Position annotation records
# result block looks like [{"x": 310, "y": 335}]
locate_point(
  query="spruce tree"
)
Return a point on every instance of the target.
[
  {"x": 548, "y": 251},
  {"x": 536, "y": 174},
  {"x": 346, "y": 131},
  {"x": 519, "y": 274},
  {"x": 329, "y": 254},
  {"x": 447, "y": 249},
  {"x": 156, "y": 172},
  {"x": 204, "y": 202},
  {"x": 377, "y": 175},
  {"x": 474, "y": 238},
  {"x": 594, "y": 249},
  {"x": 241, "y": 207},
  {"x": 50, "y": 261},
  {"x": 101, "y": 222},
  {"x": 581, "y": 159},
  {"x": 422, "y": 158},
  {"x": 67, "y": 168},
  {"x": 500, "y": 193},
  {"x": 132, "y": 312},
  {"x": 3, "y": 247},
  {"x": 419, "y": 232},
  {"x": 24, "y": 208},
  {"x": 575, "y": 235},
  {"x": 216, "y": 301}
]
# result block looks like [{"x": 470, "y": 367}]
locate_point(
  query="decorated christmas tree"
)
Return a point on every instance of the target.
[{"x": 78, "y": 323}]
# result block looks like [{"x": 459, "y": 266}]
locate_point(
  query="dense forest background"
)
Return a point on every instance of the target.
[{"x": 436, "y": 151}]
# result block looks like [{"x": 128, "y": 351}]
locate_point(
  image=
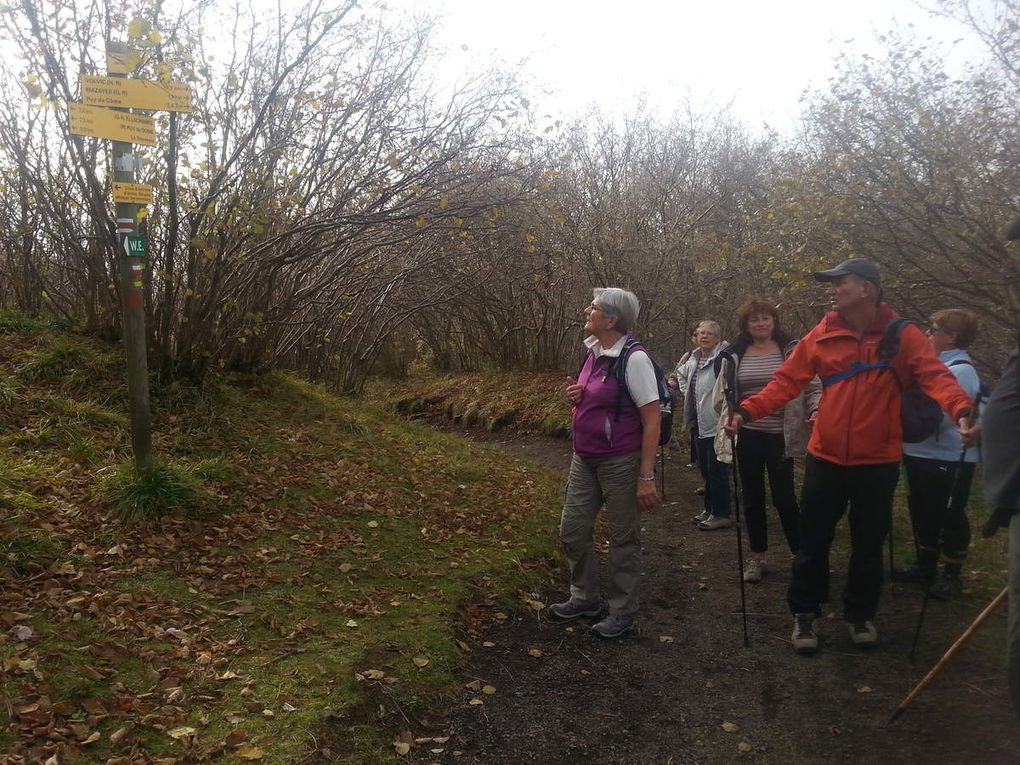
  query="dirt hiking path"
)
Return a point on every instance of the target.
[{"x": 662, "y": 696}]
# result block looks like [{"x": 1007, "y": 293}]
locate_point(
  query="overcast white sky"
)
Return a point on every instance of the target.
[{"x": 759, "y": 55}]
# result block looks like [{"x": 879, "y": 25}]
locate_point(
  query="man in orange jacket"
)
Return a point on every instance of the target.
[{"x": 855, "y": 449}]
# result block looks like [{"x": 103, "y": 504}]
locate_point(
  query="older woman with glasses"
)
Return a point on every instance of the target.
[
  {"x": 615, "y": 440},
  {"x": 700, "y": 412}
]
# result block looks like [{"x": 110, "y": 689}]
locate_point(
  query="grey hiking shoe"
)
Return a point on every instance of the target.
[
  {"x": 714, "y": 523},
  {"x": 613, "y": 625},
  {"x": 863, "y": 633},
  {"x": 574, "y": 609},
  {"x": 805, "y": 636},
  {"x": 755, "y": 569}
]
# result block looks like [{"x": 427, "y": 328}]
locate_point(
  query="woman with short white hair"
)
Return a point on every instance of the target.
[{"x": 615, "y": 439}]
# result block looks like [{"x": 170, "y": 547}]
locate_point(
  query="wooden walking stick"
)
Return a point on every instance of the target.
[{"x": 940, "y": 664}]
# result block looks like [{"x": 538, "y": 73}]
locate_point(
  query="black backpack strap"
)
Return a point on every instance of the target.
[
  {"x": 888, "y": 346},
  {"x": 618, "y": 369}
]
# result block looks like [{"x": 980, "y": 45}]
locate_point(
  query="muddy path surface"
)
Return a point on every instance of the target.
[{"x": 663, "y": 695}]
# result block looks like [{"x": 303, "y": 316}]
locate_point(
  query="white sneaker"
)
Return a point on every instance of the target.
[
  {"x": 805, "y": 635},
  {"x": 755, "y": 569}
]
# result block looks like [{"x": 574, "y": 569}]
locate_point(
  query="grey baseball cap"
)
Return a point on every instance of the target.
[{"x": 858, "y": 266}]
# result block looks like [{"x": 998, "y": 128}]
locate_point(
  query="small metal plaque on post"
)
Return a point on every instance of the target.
[
  {"x": 135, "y": 194},
  {"x": 135, "y": 246}
]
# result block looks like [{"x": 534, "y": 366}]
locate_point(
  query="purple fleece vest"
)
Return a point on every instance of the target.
[{"x": 597, "y": 432}]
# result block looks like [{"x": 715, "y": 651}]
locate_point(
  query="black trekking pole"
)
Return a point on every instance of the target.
[
  {"x": 740, "y": 544},
  {"x": 731, "y": 399},
  {"x": 930, "y": 580},
  {"x": 662, "y": 471},
  {"x": 891, "y": 534}
]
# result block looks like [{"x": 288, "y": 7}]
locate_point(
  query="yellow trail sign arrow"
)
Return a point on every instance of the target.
[
  {"x": 135, "y": 94},
  {"x": 133, "y": 194},
  {"x": 116, "y": 125}
]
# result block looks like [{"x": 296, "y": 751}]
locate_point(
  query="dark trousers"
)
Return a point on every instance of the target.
[
  {"x": 828, "y": 489},
  {"x": 757, "y": 453},
  {"x": 716, "y": 476},
  {"x": 939, "y": 521}
]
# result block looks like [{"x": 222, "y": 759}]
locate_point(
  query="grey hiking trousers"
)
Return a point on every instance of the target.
[{"x": 591, "y": 483}]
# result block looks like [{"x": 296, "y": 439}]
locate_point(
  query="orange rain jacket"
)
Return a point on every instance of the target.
[{"x": 859, "y": 418}]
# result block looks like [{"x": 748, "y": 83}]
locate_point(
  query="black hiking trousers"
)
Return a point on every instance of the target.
[
  {"x": 758, "y": 453},
  {"x": 939, "y": 521},
  {"x": 828, "y": 489}
]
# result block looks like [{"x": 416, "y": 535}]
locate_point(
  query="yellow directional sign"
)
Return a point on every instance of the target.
[
  {"x": 133, "y": 194},
  {"x": 116, "y": 125},
  {"x": 122, "y": 63},
  {"x": 135, "y": 94}
]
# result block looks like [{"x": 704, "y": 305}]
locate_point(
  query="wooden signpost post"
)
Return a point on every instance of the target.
[{"x": 105, "y": 114}]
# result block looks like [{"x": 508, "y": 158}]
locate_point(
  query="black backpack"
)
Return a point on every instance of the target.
[
  {"x": 920, "y": 415},
  {"x": 618, "y": 370}
]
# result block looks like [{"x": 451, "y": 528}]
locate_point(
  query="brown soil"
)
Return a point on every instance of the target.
[{"x": 663, "y": 695}]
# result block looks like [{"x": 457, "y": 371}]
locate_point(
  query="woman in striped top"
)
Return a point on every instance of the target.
[{"x": 767, "y": 445}]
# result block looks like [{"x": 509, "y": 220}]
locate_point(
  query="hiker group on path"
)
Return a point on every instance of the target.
[{"x": 846, "y": 397}]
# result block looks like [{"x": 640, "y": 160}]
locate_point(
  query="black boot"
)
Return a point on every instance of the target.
[{"x": 922, "y": 571}]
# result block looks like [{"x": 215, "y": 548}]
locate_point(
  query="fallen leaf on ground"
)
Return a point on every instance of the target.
[{"x": 117, "y": 735}]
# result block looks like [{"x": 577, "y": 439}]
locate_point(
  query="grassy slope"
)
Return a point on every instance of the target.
[{"x": 339, "y": 541}]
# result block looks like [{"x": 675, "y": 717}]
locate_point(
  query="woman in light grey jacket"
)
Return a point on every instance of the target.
[{"x": 699, "y": 410}]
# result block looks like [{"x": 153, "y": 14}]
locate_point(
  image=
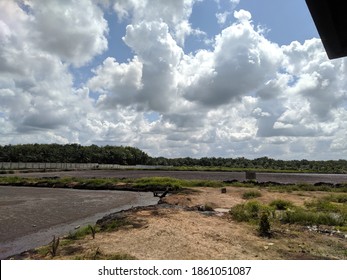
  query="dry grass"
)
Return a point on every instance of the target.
[{"x": 177, "y": 233}]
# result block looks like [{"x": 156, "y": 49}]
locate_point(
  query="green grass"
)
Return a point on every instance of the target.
[
  {"x": 249, "y": 211},
  {"x": 82, "y": 232},
  {"x": 316, "y": 212},
  {"x": 280, "y": 204}
]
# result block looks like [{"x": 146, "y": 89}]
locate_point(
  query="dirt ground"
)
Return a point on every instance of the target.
[{"x": 177, "y": 230}]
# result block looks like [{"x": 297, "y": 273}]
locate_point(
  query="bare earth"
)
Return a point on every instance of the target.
[{"x": 175, "y": 231}]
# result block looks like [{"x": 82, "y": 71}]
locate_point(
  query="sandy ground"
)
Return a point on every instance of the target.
[
  {"x": 175, "y": 230},
  {"x": 30, "y": 216},
  {"x": 189, "y": 175}
]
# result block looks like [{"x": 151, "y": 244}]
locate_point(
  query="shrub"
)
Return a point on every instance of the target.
[
  {"x": 54, "y": 246},
  {"x": 264, "y": 225},
  {"x": 251, "y": 194},
  {"x": 249, "y": 211}
]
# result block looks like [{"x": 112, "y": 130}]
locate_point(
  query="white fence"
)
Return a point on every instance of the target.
[{"x": 68, "y": 166}]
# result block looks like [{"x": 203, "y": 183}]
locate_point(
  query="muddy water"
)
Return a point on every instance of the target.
[{"x": 29, "y": 217}]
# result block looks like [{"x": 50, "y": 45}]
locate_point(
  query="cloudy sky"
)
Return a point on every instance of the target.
[{"x": 176, "y": 78}]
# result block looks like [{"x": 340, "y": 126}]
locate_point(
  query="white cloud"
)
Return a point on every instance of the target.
[
  {"x": 73, "y": 33},
  {"x": 244, "y": 96}
]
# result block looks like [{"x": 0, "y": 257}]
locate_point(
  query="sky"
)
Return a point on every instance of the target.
[{"x": 175, "y": 78}]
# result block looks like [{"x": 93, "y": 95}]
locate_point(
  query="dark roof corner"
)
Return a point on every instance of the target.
[{"x": 330, "y": 19}]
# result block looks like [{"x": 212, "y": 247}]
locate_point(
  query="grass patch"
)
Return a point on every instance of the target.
[
  {"x": 280, "y": 204},
  {"x": 317, "y": 212},
  {"x": 249, "y": 212},
  {"x": 303, "y": 217},
  {"x": 82, "y": 232}
]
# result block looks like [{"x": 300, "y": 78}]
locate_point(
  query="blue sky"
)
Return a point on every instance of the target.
[{"x": 175, "y": 78}]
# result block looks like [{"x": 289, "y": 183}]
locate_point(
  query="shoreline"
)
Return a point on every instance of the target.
[{"x": 32, "y": 222}]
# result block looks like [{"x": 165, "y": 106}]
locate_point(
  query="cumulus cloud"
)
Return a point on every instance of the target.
[
  {"x": 242, "y": 96},
  {"x": 63, "y": 28}
]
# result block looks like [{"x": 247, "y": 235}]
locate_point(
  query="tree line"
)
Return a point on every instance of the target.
[{"x": 75, "y": 153}]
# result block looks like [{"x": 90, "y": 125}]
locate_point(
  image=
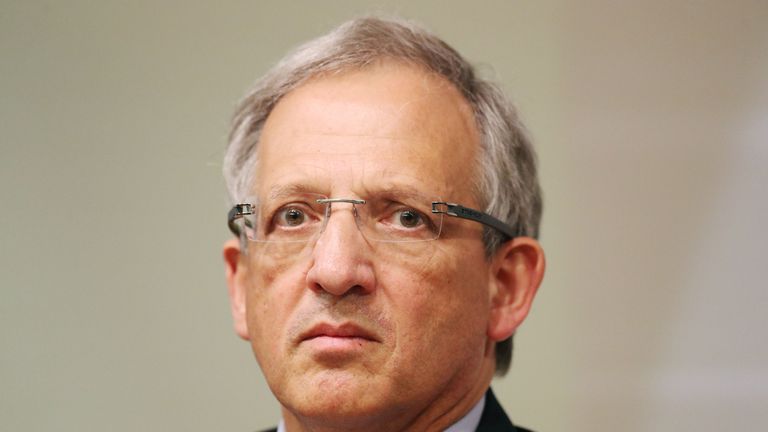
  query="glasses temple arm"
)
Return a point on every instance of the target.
[{"x": 460, "y": 211}]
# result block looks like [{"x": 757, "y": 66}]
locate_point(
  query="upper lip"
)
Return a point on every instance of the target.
[{"x": 347, "y": 329}]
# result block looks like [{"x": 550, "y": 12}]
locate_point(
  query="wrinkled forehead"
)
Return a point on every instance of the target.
[{"x": 388, "y": 125}]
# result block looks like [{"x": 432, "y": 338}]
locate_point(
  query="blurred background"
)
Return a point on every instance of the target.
[{"x": 651, "y": 123}]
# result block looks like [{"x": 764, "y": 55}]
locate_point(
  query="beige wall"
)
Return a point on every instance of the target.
[{"x": 652, "y": 127}]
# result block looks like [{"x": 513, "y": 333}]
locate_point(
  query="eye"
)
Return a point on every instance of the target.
[
  {"x": 290, "y": 217},
  {"x": 409, "y": 218}
]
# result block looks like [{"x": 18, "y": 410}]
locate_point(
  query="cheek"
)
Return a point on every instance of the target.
[
  {"x": 271, "y": 297},
  {"x": 442, "y": 308}
]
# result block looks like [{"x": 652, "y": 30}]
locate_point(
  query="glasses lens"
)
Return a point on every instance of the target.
[
  {"x": 291, "y": 218},
  {"x": 299, "y": 218},
  {"x": 399, "y": 219}
]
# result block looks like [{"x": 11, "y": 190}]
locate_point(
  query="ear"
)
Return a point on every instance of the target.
[
  {"x": 516, "y": 272},
  {"x": 236, "y": 271}
]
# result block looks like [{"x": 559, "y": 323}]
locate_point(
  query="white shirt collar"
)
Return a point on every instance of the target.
[{"x": 468, "y": 423}]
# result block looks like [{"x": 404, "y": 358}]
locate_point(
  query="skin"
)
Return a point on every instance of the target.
[{"x": 430, "y": 313}]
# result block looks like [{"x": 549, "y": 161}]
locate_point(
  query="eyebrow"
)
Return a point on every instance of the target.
[{"x": 283, "y": 190}]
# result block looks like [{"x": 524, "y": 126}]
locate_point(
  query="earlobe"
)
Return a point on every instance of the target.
[
  {"x": 235, "y": 274},
  {"x": 517, "y": 271}
]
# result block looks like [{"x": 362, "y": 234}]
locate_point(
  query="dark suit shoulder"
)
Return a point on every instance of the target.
[{"x": 494, "y": 419}]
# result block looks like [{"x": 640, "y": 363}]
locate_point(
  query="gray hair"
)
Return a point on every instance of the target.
[{"x": 506, "y": 187}]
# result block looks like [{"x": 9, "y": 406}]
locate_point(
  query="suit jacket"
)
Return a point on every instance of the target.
[{"x": 493, "y": 419}]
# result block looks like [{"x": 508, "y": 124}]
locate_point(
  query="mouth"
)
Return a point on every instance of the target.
[{"x": 345, "y": 331}]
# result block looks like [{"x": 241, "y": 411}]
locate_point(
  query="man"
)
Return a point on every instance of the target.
[{"x": 374, "y": 294}]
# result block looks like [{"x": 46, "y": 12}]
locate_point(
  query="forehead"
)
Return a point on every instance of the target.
[{"x": 385, "y": 126}]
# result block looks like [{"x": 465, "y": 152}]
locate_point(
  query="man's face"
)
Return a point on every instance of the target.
[{"x": 347, "y": 327}]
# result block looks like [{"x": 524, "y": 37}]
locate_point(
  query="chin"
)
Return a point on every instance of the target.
[{"x": 334, "y": 394}]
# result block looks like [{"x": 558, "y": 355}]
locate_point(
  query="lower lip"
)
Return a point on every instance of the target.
[{"x": 336, "y": 344}]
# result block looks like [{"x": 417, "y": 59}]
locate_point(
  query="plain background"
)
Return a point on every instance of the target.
[{"x": 651, "y": 123}]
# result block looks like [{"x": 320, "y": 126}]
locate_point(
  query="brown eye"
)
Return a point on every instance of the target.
[
  {"x": 410, "y": 218},
  {"x": 290, "y": 217}
]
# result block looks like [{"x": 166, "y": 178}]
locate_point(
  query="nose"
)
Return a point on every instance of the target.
[{"x": 341, "y": 259}]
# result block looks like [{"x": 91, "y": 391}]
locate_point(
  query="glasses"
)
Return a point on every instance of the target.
[{"x": 301, "y": 218}]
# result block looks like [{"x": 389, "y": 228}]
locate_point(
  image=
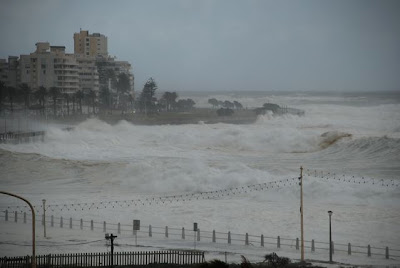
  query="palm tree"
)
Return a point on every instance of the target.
[
  {"x": 67, "y": 97},
  {"x": 12, "y": 91},
  {"x": 41, "y": 94},
  {"x": 79, "y": 96},
  {"x": 105, "y": 97},
  {"x": 3, "y": 89},
  {"x": 54, "y": 93},
  {"x": 25, "y": 92},
  {"x": 92, "y": 97}
]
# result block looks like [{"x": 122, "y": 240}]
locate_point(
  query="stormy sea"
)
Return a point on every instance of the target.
[{"x": 226, "y": 177}]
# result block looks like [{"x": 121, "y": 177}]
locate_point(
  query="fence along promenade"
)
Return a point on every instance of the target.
[
  {"x": 104, "y": 259},
  {"x": 214, "y": 237}
]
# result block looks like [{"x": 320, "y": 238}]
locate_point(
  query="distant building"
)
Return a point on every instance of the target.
[
  {"x": 90, "y": 45},
  {"x": 9, "y": 71},
  {"x": 49, "y": 66},
  {"x": 88, "y": 74},
  {"x": 109, "y": 70},
  {"x": 89, "y": 68}
]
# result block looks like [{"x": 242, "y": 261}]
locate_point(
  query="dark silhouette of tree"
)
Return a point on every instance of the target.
[
  {"x": 185, "y": 105},
  {"x": 92, "y": 97},
  {"x": 54, "y": 92},
  {"x": 79, "y": 96},
  {"x": 67, "y": 98},
  {"x": 169, "y": 100},
  {"x": 40, "y": 95},
  {"x": 224, "y": 112},
  {"x": 213, "y": 102},
  {"x": 11, "y": 92},
  {"x": 104, "y": 97},
  {"x": 25, "y": 91},
  {"x": 147, "y": 100},
  {"x": 3, "y": 90}
]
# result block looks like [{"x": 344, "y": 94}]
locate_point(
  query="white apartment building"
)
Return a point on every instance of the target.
[
  {"x": 88, "y": 75},
  {"x": 49, "y": 66},
  {"x": 90, "y": 45}
]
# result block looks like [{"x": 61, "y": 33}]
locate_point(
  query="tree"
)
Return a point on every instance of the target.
[
  {"x": 79, "y": 96},
  {"x": 25, "y": 91},
  {"x": 169, "y": 99},
  {"x": 40, "y": 95},
  {"x": 54, "y": 93},
  {"x": 11, "y": 92},
  {"x": 92, "y": 97},
  {"x": 3, "y": 89},
  {"x": 67, "y": 98},
  {"x": 213, "y": 102},
  {"x": 104, "y": 97},
  {"x": 147, "y": 100},
  {"x": 185, "y": 105},
  {"x": 123, "y": 88}
]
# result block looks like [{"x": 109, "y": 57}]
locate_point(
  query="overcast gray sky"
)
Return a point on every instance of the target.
[{"x": 226, "y": 44}]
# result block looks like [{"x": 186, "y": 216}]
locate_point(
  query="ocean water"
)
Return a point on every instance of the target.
[{"x": 352, "y": 137}]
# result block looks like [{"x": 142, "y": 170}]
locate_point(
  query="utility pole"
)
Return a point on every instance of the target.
[
  {"x": 301, "y": 214},
  {"x": 111, "y": 237},
  {"x": 44, "y": 217}
]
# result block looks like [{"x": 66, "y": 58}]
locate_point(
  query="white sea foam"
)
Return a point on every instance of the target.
[{"x": 96, "y": 161}]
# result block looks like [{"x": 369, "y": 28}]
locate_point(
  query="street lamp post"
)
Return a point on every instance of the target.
[
  {"x": 111, "y": 237},
  {"x": 33, "y": 224},
  {"x": 44, "y": 217},
  {"x": 330, "y": 236}
]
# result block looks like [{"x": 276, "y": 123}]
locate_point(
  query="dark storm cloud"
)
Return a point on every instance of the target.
[{"x": 226, "y": 45}]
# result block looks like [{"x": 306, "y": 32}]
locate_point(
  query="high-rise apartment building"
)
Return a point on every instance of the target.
[
  {"x": 49, "y": 66},
  {"x": 90, "y": 45}
]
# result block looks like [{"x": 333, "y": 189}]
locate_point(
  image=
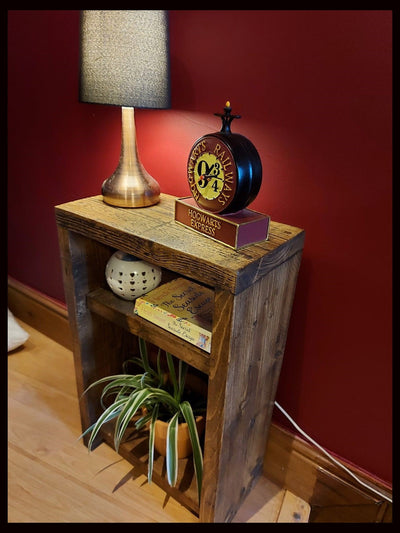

» **Stated task**: Show each line of the records that contains the word "building" and copy every such line in full. Case counts.

» **Task answer**:
  query="distant building"
  query="white apartment building"
  query="high-rise apartment building"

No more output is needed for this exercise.